§ Do this
Output exactly the lines that run from the line with "For the evaluation set, tag each instance of the domed" to the end of the material, both ends included, and no other lines.

§ Provided data
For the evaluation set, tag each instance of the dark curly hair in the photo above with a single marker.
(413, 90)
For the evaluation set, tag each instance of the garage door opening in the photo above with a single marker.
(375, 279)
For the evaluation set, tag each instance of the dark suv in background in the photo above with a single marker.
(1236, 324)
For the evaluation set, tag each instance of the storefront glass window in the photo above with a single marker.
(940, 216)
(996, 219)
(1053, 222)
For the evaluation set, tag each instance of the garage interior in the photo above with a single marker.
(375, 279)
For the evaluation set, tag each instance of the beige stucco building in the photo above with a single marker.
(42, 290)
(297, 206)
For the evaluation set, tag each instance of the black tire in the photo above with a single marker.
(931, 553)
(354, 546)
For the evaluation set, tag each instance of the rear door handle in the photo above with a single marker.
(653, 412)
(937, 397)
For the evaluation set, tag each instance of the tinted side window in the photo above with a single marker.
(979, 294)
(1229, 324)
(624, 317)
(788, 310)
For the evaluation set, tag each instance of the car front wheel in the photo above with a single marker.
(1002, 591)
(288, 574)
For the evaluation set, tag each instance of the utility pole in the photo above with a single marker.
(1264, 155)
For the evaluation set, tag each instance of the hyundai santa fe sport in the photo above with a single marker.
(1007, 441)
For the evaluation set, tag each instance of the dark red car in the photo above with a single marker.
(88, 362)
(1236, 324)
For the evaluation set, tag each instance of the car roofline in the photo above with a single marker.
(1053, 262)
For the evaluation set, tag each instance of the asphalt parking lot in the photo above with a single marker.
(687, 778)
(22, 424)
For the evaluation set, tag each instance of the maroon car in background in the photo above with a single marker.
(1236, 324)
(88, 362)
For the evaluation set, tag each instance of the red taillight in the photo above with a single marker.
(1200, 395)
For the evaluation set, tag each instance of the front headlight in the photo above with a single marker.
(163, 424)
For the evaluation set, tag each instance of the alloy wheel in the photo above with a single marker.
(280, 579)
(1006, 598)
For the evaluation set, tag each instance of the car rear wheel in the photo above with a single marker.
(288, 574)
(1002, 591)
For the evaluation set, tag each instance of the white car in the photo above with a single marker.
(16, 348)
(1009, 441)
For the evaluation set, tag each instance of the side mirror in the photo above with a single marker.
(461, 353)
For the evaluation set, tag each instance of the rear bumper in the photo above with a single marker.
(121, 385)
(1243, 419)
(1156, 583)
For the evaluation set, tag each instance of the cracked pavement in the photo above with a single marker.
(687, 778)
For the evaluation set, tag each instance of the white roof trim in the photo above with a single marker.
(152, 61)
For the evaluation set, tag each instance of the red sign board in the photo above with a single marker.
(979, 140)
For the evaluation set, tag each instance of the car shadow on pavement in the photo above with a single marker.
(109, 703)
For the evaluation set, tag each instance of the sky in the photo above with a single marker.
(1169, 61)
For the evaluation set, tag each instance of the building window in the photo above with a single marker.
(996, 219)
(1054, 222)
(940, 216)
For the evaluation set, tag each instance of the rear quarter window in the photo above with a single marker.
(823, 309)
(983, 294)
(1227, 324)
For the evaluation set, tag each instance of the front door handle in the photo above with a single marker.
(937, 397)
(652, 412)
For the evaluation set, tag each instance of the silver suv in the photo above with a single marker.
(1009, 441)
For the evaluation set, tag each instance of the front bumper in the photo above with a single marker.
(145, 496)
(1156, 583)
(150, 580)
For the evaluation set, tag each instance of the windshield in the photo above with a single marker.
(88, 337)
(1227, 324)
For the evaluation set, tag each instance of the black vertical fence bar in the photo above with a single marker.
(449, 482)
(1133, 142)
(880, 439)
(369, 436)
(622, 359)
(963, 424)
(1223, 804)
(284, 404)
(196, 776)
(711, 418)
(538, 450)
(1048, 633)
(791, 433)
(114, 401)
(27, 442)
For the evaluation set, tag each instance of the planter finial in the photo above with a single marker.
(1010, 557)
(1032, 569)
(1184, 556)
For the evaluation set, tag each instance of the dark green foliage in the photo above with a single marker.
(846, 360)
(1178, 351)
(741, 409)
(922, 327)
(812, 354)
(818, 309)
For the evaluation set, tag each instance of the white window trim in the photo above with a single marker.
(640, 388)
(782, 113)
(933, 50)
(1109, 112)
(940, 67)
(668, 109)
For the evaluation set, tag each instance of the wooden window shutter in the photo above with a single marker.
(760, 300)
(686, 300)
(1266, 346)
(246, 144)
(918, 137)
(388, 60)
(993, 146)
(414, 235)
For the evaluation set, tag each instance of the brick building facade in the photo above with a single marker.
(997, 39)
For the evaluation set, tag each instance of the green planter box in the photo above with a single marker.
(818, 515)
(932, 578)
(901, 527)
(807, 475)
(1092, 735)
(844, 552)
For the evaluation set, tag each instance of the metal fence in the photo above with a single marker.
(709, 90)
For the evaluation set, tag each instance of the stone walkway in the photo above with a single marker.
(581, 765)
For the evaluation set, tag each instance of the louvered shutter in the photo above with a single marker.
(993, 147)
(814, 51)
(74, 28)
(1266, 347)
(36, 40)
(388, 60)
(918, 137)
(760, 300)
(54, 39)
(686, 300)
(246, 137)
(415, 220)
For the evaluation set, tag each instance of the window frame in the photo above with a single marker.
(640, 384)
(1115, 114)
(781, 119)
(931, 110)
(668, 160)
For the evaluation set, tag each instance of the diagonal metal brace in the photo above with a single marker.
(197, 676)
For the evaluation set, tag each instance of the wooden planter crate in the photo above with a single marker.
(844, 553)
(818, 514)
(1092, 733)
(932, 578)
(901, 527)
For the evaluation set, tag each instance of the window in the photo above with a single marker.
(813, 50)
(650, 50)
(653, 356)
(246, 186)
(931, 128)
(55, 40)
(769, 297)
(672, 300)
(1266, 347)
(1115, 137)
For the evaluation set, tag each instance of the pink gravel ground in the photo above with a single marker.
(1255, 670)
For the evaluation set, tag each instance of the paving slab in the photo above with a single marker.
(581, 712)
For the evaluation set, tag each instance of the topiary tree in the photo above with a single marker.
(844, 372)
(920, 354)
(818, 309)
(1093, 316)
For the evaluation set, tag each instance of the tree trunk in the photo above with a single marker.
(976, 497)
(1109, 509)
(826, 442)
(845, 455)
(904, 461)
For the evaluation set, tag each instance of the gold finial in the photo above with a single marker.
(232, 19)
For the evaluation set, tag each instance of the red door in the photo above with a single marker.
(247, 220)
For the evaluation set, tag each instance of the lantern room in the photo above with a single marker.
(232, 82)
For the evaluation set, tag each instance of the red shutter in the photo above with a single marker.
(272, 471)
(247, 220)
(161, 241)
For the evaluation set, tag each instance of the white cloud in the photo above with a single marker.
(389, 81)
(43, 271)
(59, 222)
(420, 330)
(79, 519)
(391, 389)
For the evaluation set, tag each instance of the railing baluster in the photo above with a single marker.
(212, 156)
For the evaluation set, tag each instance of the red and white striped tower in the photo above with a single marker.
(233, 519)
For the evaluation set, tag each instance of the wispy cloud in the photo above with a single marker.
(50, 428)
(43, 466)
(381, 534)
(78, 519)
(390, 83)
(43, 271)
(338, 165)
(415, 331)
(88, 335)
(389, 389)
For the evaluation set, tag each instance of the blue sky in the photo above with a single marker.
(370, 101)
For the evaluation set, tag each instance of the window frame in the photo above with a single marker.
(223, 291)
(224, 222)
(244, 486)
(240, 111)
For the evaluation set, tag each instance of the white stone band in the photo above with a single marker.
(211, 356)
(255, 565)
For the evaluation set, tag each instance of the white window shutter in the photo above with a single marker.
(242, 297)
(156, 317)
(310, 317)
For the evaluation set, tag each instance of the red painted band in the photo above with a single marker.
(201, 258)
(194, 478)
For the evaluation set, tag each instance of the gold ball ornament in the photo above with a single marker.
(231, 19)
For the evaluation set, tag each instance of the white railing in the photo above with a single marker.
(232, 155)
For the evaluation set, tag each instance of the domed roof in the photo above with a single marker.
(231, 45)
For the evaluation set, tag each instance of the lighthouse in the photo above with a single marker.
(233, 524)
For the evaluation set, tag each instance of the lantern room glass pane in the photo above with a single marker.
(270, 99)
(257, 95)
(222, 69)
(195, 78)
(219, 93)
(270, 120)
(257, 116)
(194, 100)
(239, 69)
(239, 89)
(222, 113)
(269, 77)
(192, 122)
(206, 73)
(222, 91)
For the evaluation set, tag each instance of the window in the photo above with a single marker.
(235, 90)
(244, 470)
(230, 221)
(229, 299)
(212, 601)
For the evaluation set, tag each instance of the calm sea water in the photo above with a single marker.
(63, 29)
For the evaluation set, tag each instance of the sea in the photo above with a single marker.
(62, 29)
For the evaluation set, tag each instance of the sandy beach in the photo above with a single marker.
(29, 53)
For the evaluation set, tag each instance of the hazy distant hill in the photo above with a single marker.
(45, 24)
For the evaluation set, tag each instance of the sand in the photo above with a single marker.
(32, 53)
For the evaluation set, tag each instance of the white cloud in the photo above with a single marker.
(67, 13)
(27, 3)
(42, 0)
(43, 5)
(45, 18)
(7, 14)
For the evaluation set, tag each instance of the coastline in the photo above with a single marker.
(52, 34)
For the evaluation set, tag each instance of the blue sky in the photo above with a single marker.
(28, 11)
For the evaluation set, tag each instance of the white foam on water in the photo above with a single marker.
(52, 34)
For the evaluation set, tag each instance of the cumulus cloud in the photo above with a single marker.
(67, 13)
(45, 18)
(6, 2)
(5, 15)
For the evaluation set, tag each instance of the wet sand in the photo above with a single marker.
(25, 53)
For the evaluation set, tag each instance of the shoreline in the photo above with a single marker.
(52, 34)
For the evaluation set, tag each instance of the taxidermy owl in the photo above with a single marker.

§ Answer to the problem
For the evaluation set, tag each instance of the domed roof in the photo above with a single marker.
(231, 45)
For the evaluation set, tag each instance of the lighthouse in the photo above with a single marker.
(233, 524)
For the evaluation set, tag each instance of the lantern room glass pane in the photo above with a single marker.
(270, 99)
(257, 95)
(222, 69)
(195, 78)
(219, 93)
(270, 120)
(257, 116)
(194, 100)
(239, 69)
(239, 89)
(222, 113)
(269, 77)
(192, 122)
(206, 73)
(222, 91)
For the evaluation set, tag each instance of the window in the photo above with a single marker.
(235, 90)
(244, 470)
(230, 221)
(229, 299)
(212, 601)
For the evaluation set, tag each instance of the calm sea water in the photo above with a single marker.
(63, 29)
For the evaluation set, tag each instance of the sea in the photo above with a single marker.
(62, 29)
For the evaluation set, tag each instance of the sandy beach in the photo above with a single marker.
(29, 53)
For the evaluation set, tag each instance of the hazy distant hill in the photo above with a single marker.
(45, 24)
For the evaluation set, tag each instance of the sand in the photo above with a single marker.
(32, 53)
For the evaluation set, tag each instance of the white cloud in the photo above with a single marker.
(67, 13)
(27, 3)
(42, 0)
(43, 5)
(45, 18)
(7, 14)
For the evaluation set, tag each instance of the coastline in the photo above with a single marker.
(52, 34)
For the evaluation set, tag each instance of the blue sky in the photo above with a single marker.
(28, 11)
For the evaluation set, tag each instance of the white foam on water in the photo above with a single marker.
(52, 34)
For the evaluation set, tag each instance of the cumulus cloud in the photo above with a single marker.
(67, 13)
(45, 18)
(6, 2)
(5, 15)
For the evaluation set, tag each instance of the wet sand in the photo above with a single marker.
(25, 53)
For the evaluation set, tag each instance of the shoreline in the photo above with a single marker.
(52, 34)
For the evaluation set, tag each instance of the taxidermy owl in the photo above with a single marker.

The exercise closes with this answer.